[Task material — start]
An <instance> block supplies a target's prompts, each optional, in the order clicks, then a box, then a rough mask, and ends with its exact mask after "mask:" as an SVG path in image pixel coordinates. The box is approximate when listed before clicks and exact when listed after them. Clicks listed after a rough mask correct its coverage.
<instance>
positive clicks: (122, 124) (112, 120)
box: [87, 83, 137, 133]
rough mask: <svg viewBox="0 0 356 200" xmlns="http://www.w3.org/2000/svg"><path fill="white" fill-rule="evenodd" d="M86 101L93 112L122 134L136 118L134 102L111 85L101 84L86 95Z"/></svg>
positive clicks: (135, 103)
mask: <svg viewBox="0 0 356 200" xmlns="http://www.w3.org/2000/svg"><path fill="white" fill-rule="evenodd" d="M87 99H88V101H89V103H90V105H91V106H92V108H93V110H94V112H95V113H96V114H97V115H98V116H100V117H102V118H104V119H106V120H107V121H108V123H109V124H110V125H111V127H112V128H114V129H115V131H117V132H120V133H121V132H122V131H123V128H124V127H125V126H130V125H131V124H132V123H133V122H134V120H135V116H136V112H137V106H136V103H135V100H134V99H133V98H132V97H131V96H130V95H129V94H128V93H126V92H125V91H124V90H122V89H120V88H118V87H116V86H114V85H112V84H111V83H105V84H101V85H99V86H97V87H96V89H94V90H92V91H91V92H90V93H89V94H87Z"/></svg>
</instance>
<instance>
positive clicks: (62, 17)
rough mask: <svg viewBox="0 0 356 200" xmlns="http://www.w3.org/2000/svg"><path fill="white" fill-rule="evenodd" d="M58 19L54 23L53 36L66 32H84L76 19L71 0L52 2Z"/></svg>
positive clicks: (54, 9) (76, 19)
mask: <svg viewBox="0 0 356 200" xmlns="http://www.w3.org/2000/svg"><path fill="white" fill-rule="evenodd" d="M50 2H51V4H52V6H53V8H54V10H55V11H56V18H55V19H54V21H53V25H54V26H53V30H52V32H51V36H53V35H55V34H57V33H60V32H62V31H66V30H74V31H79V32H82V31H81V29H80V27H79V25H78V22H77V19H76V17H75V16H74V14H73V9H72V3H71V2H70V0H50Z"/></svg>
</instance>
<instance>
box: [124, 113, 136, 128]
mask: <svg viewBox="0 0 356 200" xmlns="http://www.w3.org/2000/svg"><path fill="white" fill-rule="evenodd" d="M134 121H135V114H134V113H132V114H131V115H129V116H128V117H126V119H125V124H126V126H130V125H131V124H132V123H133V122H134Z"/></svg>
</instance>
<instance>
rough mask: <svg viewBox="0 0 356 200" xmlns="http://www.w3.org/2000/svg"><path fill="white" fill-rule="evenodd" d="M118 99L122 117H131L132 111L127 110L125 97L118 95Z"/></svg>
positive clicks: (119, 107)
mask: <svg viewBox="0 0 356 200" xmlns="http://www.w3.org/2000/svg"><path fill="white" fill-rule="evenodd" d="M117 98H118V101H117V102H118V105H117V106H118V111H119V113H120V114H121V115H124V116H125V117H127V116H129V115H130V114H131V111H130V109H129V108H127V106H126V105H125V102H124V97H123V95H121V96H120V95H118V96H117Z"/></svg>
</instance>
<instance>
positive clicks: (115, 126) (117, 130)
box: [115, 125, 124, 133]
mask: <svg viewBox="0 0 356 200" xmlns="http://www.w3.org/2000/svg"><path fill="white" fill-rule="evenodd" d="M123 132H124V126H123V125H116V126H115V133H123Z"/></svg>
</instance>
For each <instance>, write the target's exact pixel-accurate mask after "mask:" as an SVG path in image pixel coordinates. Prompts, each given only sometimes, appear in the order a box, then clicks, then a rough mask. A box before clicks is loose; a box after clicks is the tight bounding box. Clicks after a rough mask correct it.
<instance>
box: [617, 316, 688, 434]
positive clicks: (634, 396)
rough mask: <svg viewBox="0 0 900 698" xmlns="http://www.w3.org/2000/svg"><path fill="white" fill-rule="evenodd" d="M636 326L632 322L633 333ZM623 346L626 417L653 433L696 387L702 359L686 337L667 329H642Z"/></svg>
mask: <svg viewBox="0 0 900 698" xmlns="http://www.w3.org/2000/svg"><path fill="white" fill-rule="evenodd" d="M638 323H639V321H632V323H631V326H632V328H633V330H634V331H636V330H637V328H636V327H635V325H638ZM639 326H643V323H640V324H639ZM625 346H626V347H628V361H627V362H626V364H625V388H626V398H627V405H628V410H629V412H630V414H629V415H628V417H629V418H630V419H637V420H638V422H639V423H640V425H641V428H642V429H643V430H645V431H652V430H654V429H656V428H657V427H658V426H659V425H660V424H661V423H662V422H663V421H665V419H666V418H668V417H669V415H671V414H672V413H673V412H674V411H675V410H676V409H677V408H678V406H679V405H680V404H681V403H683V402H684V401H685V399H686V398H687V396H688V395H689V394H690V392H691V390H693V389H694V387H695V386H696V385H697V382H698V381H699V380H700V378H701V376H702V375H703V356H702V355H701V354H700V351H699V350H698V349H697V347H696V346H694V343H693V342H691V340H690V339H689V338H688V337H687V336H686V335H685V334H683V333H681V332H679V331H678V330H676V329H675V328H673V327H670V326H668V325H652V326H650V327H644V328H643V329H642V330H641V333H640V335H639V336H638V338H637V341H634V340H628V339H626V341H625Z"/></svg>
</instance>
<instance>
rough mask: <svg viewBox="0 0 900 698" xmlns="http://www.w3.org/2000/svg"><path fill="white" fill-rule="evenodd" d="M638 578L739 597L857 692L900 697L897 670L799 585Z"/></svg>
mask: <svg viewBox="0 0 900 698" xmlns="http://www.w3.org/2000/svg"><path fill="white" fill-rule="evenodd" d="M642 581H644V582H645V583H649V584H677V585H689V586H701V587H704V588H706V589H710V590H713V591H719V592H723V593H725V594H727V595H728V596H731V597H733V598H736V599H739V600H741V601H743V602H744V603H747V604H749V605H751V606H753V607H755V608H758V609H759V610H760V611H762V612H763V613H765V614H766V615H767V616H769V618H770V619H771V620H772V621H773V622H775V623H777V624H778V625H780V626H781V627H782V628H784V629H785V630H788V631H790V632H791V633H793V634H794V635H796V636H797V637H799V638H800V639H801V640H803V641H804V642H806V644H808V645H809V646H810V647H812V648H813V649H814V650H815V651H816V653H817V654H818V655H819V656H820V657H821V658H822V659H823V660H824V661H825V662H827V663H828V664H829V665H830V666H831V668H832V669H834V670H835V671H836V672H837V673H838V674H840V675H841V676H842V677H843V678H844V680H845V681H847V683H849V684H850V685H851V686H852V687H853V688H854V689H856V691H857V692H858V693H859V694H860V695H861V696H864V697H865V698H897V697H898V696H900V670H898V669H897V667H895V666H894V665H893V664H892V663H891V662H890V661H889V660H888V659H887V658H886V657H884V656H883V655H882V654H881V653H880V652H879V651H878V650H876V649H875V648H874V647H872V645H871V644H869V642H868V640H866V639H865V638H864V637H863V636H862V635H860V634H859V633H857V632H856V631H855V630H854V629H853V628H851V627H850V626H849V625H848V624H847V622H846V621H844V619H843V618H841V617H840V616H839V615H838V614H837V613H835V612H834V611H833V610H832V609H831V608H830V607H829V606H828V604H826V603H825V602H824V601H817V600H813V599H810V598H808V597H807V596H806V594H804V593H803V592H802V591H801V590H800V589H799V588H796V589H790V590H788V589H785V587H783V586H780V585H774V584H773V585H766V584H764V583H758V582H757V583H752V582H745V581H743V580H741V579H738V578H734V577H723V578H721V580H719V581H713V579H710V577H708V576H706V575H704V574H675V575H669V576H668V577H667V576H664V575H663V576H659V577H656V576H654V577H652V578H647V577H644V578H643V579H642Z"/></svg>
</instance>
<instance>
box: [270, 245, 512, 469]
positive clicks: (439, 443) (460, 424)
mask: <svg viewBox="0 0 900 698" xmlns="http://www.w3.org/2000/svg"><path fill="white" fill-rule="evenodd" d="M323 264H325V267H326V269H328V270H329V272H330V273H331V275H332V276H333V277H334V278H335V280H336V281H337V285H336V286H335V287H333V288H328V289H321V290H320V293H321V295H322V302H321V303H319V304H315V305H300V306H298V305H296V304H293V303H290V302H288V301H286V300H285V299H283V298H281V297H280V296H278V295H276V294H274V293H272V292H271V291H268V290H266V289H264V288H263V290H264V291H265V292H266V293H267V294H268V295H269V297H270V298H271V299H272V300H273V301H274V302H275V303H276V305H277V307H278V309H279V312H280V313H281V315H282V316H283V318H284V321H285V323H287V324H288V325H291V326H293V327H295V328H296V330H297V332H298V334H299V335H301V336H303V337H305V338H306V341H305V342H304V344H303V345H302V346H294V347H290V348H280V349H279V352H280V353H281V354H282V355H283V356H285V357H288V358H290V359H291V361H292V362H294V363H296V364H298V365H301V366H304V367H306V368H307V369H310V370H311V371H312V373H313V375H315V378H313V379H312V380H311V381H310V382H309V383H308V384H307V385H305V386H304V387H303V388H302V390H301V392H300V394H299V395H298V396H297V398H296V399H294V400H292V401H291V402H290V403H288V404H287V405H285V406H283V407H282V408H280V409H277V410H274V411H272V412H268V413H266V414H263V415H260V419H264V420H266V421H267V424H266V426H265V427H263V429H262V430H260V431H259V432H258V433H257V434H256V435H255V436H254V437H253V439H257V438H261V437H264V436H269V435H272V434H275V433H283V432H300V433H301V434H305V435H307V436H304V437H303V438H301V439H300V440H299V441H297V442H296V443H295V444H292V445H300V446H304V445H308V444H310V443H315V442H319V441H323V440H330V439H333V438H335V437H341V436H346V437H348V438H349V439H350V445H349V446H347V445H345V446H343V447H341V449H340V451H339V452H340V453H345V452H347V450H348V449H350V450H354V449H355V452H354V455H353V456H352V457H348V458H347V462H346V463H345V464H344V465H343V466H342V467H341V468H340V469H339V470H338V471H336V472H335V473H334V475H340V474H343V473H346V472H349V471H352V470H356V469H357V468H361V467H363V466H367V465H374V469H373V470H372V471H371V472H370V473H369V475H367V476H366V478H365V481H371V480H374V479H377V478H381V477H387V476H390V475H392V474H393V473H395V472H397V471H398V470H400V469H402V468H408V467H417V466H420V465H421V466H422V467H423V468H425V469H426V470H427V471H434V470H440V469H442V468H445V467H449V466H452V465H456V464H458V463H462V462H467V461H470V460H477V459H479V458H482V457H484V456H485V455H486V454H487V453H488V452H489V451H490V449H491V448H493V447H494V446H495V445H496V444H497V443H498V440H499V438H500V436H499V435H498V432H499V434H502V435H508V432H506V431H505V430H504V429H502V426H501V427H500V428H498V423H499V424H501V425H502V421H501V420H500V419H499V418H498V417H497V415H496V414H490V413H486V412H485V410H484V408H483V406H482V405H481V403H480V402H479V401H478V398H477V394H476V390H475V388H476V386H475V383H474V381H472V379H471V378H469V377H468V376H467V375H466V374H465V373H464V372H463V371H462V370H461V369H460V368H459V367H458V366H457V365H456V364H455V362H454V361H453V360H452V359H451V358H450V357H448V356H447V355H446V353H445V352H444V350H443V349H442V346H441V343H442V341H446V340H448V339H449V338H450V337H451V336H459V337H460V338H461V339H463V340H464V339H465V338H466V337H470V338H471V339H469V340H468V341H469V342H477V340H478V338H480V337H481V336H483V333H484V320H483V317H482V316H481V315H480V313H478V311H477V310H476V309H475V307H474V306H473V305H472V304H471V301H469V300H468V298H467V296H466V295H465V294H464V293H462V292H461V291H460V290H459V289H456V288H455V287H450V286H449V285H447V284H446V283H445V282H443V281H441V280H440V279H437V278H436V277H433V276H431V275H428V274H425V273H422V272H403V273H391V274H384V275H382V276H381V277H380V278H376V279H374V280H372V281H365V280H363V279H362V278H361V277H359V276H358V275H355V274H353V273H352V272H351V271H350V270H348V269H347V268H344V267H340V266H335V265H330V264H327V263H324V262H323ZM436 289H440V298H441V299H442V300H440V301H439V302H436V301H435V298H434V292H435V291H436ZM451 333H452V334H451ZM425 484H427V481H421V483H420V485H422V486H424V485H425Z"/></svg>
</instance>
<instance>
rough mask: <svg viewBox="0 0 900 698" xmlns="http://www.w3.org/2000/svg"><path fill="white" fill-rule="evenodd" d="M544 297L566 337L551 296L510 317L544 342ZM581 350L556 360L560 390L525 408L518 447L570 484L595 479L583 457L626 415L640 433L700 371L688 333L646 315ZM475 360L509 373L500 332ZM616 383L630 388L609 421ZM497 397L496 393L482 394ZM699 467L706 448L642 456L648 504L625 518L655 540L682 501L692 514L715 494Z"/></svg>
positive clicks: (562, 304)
[Task material — finish]
→ Aim of the exercise:
Reproduce verbatim the lines of the entries above, from the first line through the line containing "box: [87, 83, 137, 133]", including that line.

→ Solution to this task:
An <instance> block supplies a target's prompts, each optional, in the order clicks, then a box, then a rough mask, and ends with its exact mask after "mask:" as an SVG path in image pixel coordinates. The box is approximate when listed before clicks and exact when listed after them. Clicks listed after a rough mask correct its coverage.
<instance>
positive clicks: (122, 124) (112, 120)
box: [87, 83, 137, 133]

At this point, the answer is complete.